#### WHAT THE EXERCISE ASKS:
Copy the reply about unlocking mmap(2) and munmap(2), starting at the words "2022-10-28 Thread Martin" and stopping after "anons and munmap(2).". Switch "assertions" to "checks".

#### EXCERPT TO READ:
+++

Re: Towards unlocking mmap(2) & munmap(2)

2022-10-28 Thread Martin Pieuchot
On 20/10/22(Thu) 16:17, Martin Pieuchot wrote:
> On 11/09/22(Sun) 12:26, Martin Pieuchot wrote:
> > Diff below adds a minimalist set of assertions to ensure proper locks
> > are held in uvm_mapanon() and uvm_unmap_remove() which are the guts of
> > mmap(2) for anons and munmap(2).
> > 
> > Please test it with WITNESS enabled and report back.
> 
> New version of the diff that includes a lock/unlock dance  in 
> uvm_map_teardown().  While grabbing this lock should not be strictly
> necessary because no other reference to the map should exist when the
> reaper is holding it, it helps make progress with asserts.  Grabbing
> the lock is easy and it can also save us a lot of time if there is any
> reference counting bugs (like we've discovered w/ vnode and swapping).

+++

#### Region labeling records:
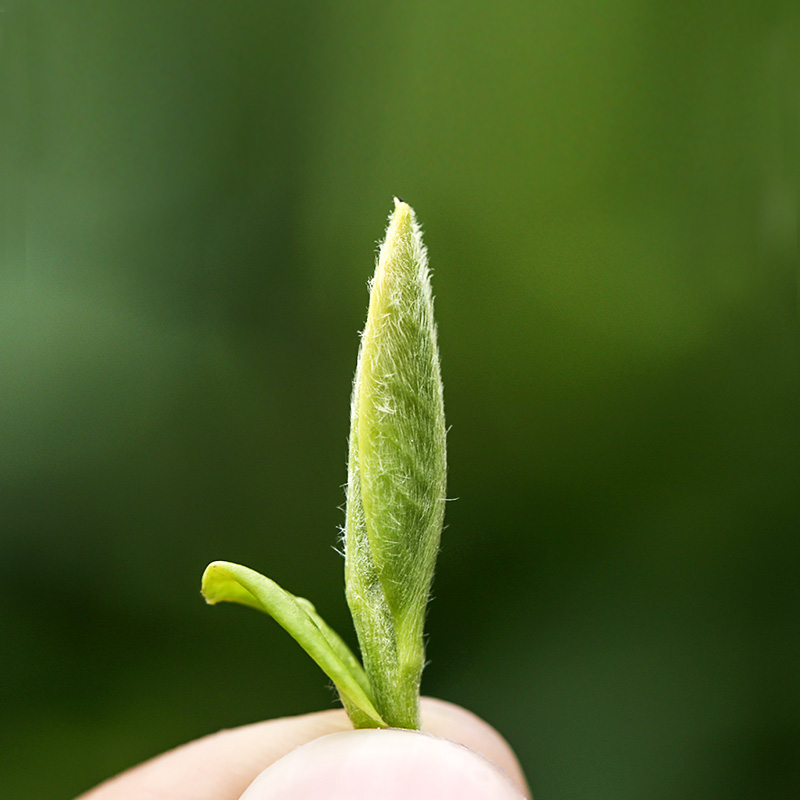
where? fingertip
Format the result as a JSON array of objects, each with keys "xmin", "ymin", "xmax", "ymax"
[{"xmin": 241, "ymin": 729, "xmax": 523, "ymax": 800}]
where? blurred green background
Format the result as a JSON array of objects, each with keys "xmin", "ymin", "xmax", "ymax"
[{"xmin": 0, "ymin": 0, "xmax": 800, "ymax": 800}]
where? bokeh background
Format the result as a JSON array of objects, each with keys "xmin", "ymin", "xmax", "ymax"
[{"xmin": 0, "ymin": 0, "xmax": 800, "ymax": 800}]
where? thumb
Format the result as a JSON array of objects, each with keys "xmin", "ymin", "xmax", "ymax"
[{"xmin": 241, "ymin": 729, "xmax": 523, "ymax": 800}]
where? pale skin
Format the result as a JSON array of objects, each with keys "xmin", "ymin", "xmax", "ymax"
[{"xmin": 78, "ymin": 698, "xmax": 530, "ymax": 800}]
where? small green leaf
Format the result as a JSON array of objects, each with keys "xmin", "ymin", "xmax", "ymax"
[{"xmin": 202, "ymin": 561, "xmax": 386, "ymax": 728}]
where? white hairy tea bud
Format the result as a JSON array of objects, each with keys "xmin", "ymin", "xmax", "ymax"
[{"xmin": 345, "ymin": 199, "xmax": 446, "ymax": 728}]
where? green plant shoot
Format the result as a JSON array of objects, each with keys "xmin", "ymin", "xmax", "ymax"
[{"xmin": 202, "ymin": 199, "xmax": 446, "ymax": 729}]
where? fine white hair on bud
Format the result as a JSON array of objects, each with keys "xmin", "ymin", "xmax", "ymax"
[
  {"xmin": 345, "ymin": 198, "xmax": 446, "ymax": 728},
  {"xmin": 202, "ymin": 198, "xmax": 445, "ymax": 728}
]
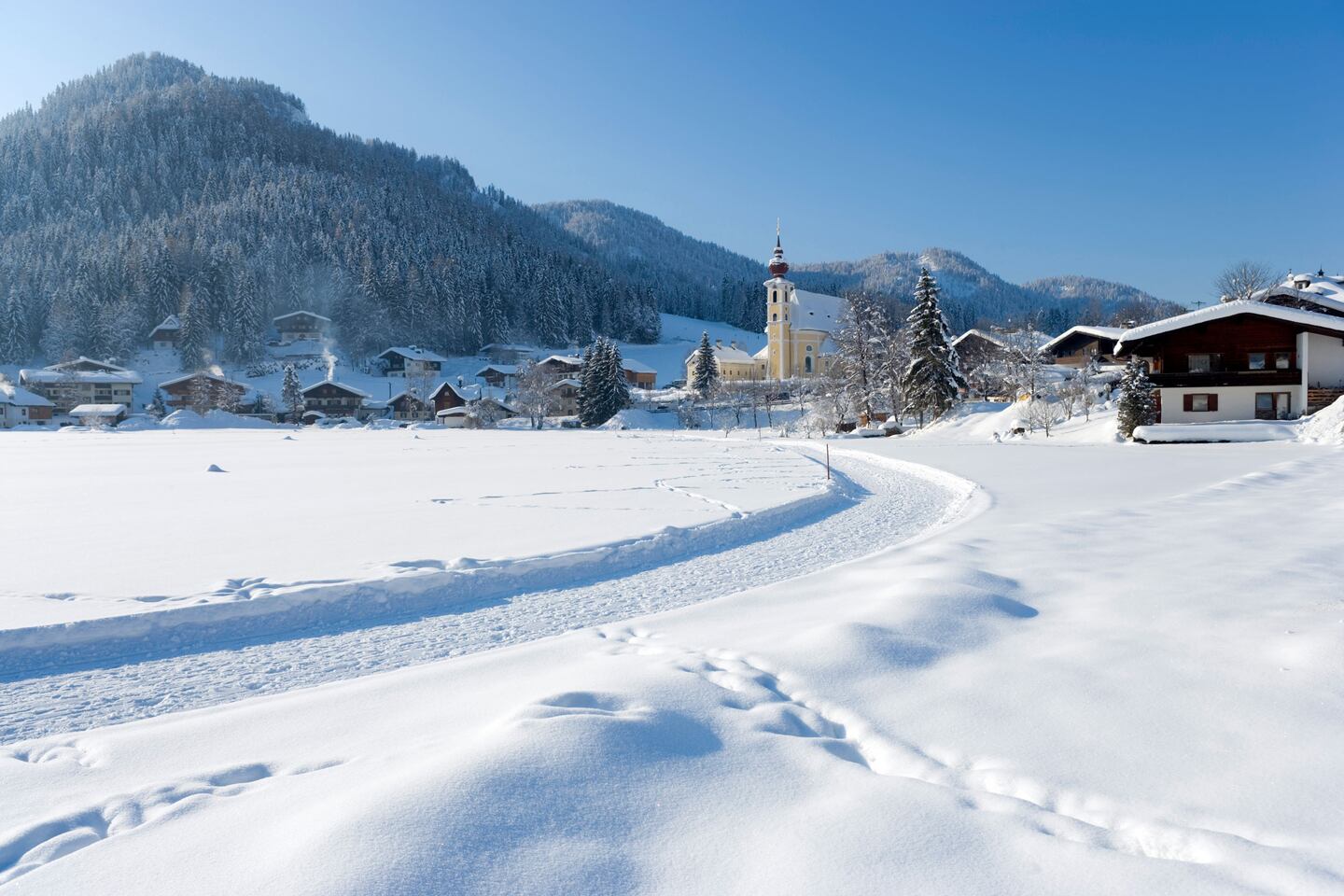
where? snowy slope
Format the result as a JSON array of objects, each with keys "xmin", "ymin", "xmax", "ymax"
[{"xmin": 0, "ymin": 440, "xmax": 1344, "ymax": 895}]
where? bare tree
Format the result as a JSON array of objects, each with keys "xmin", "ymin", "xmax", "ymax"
[{"xmin": 1213, "ymin": 262, "xmax": 1278, "ymax": 302}]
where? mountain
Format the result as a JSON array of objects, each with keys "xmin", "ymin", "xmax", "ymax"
[
  {"xmin": 0, "ymin": 54, "xmax": 659, "ymax": 365},
  {"xmin": 535, "ymin": 200, "xmax": 1184, "ymax": 332},
  {"xmin": 534, "ymin": 199, "xmax": 766, "ymax": 329}
]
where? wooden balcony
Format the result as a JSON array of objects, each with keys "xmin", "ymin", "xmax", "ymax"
[{"xmin": 1148, "ymin": 368, "xmax": 1302, "ymax": 388}]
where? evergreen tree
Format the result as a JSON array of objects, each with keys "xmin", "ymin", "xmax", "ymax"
[
  {"xmin": 690, "ymin": 330, "xmax": 719, "ymax": 398},
  {"xmin": 901, "ymin": 267, "xmax": 966, "ymax": 426},
  {"xmin": 280, "ymin": 364, "xmax": 303, "ymax": 423},
  {"xmin": 834, "ymin": 293, "xmax": 895, "ymax": 420},
  {"xmin": 1115, "ymin": 356, "xmax": 1157, "ymax": 440},
  {"xmin": 177, "ymin": 284, "xmax": 205, "ymax": 371},
  {"xmin": 146, "ymin": 389, "xmax": 168, "ymax": 419}
]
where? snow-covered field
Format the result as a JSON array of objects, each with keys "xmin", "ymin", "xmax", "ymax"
[{"xmin": 0, "ymin": 416, "xmax": 1344, "ymax": 895}]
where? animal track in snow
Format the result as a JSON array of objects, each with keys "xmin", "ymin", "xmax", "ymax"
[
  {"xmin": 598, "ymin": 626, "xmax": 1306, "ymax": 874},
  {"xmin": 0, "ymin": 747, "xmax": 343, "ymax": 884}
]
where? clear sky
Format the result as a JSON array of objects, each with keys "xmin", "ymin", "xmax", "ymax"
[{"xmin": 0, "ymin": 0, "xmax": 1344, "ymax": 302}]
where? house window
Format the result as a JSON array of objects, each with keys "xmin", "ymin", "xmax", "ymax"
[
  {"xmin": 1185, "ymin": 392, "xmax": 1218, "ymax": 413},
  {"xmin": 1188, "ymin": 355, "xmax": 1218, "ymax": 373},
  {"xmin": 1255, "ymin": 392, "xmax": 1293, "ymax": 420}
]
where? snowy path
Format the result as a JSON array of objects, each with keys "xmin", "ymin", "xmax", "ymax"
[{"xmin": 0, "ymin": 452, "xmax": 973, "ymax": 743}]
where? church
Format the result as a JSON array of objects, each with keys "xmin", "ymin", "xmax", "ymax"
[{"xmin": 685, "ymin": 229, "xmax": 844, "ymax": 383}]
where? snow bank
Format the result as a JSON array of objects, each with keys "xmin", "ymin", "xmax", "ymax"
[
  {"xmin": 1298, "ymin": 398, "xmax": 1344, "ymax": 444},
  {"xmin": 1134, "ymin": 420, "xmax": 1299, "ymax": 444}
]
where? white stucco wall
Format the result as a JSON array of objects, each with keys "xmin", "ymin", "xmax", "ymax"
[
  {"xmin": 1160, "ymin": 385, "xmax": 1302, "ymax": 423},
  {"xmin": 1304, "ymin": 333, "xmax": 1344, "ymax": 388}
]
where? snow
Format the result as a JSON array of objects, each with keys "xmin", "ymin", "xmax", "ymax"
[
  {"xmin": 1134, "ymin": 420, "xmax": 1299, "ymax": 443},
  {"xmin": 0, "ymin": 427, "xmax": 829, "ymax": 637},
  {"xmin": 0, "ymin": 435, "xmax": 1344, "ymax": 896},
  {"xmin": 1115, "ymin": 300, "xmax": 1344, "ymax": 355}
]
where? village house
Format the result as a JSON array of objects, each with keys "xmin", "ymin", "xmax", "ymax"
[
  {"xmin": 537, "ymin": 355, "xmax": 583, "ymax": 380},
  {"xmin": 476, "ymin": 364, "xmax": 517, "ymax": 389},
  {"xmin": 19, "ymin": 356, "xmax": 141, "ymax": 413},
  {"xmin": 272, "ymin": 312, "xmax": 332, "ymax": 343},
  {"xmin": 0, "ymin": 382, "xmax": 55, "ymax": 428},
  {"xmin": 1041, "ymin": 324, "xmax": 1125, "ymax": 367},
  {"xmin": 387, "ymin": 391, "xmax": 434, "ymax": 420},
  {"xmin": 477, "ymin": 343, "xmax": 540, "ymax": 364},
  {"xmin": 1115, "ymin": 275, "xmax": 1344, "ymax": 423},
  {"xmin": 685, "ymin": 339, "xmax": 766, "ymax": 383},
  {"xmin": 70, "ymin": 404, "xmax": 126, "ymax": 426},
  {"xmin": 621, "ymin": 357, "xmax": 659, "ymax": 388},
  {"xmin": 378, "ymin": 345, "xmax": 448, "ymax": 377},
  {"xmin": 302, "ymin": 380, "xmax": 369, "ymax": 422},
  {"xmin": 159, "ymin": 371, "xmax": 251, "ymax": 411},
  {"xmin": 546, "ymin": 376, "xmax": 580, "ymax": 416},
  {"xmin": 149, "ymin": 315, "xmax": 181, "ymax": 349}
]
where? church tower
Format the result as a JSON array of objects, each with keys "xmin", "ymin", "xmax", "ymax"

+++

#### WRITTEN ANSWER:
2022-10-28 Thread Martin Pieuchot
On 20/10/22(Thu) 16:17, Martin Pieuchot wrote:
> On 11/09/22(Sun) 12:26, Martin Pieuchot wrote:
> > Diff below adds a minimalist set of checks to ensure proper locks
> > are held in uvm_mapanon() and uvm_unmap_remove() which are the guts of
> > mmap(2) for anons and munmap(2).